• [Tasks for this exercise]:
A - In the satirical news item about the spruce tree below, what name was the tree going by?
B - Using the satirical news item about the spruce tree below, explain in one to three sentences why the local environmental activists were outraged.
C - Proceed with the satirical news item about the spruce tree below, picking up right after its final paragraph.

A local 30-year-old spruce tree going by the name “NO TRESPASSING, PRIVATE RESIDENCE” was found loitering in a San Diego suburb late Thursday night. When asked its opinion on recent political events, the tree refused to comment, and simply rustled its leaves repeatedly to drown out reporters’ questions. Reporters had difficulty obtaining much information from the reticent spruce, though they were able to ascertain after several hours of interview that it was, in fact, a tree.
Local San Diego environmental activists were outraged by the tree’s inaction, claiming that they deserved at least some praise and devotion from the trees they tried so hard to protect.
“We fight day in and day out for these trees,” stated Sarah Drevo, a local tree sympathizer. “You would think they [the trees] would be able to show a little bit of appreciation for our efforts, but when push comes to shove, you can never count on a tree. They never fail to let you down. Honestly, fuck trees.”

• [Dataset extract]:
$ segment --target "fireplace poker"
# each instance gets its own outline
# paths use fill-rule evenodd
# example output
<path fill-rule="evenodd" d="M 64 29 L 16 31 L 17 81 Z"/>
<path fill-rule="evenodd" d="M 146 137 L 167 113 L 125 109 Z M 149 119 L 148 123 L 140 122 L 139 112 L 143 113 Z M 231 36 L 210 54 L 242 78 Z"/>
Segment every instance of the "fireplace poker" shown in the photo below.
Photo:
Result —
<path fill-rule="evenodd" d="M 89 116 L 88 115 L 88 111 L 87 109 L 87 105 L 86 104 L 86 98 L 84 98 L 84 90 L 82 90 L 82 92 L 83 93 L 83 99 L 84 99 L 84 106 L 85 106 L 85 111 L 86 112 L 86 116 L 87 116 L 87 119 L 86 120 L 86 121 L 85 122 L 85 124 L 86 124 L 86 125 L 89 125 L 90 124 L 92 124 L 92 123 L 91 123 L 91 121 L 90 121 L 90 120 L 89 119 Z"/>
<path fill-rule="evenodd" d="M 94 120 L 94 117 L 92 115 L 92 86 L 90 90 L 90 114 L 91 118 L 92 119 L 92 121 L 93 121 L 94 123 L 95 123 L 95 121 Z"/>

• [Activity answers]:
A - The tree was going by the name "NO TRESPASSING, PRIVATE RESIDENCE."

B - They were outraged by the tree's inaction. They claimed they deserved at least some praise and devotion from the trees they worked so hard to protect.

C -
A local biologist was asked what was causing this unusual phenomenon of politically inactive trees, but all they could muster up was, “What? You know trees can’t talk, right?” before running down a hallway in a panic to research which islands are physically the farthest from any civilization.
At press time, a stressed reporter was overheard groaning after listening to an interview with a particularly stubborn tree that turned out to be around 2.5 hours of white noise.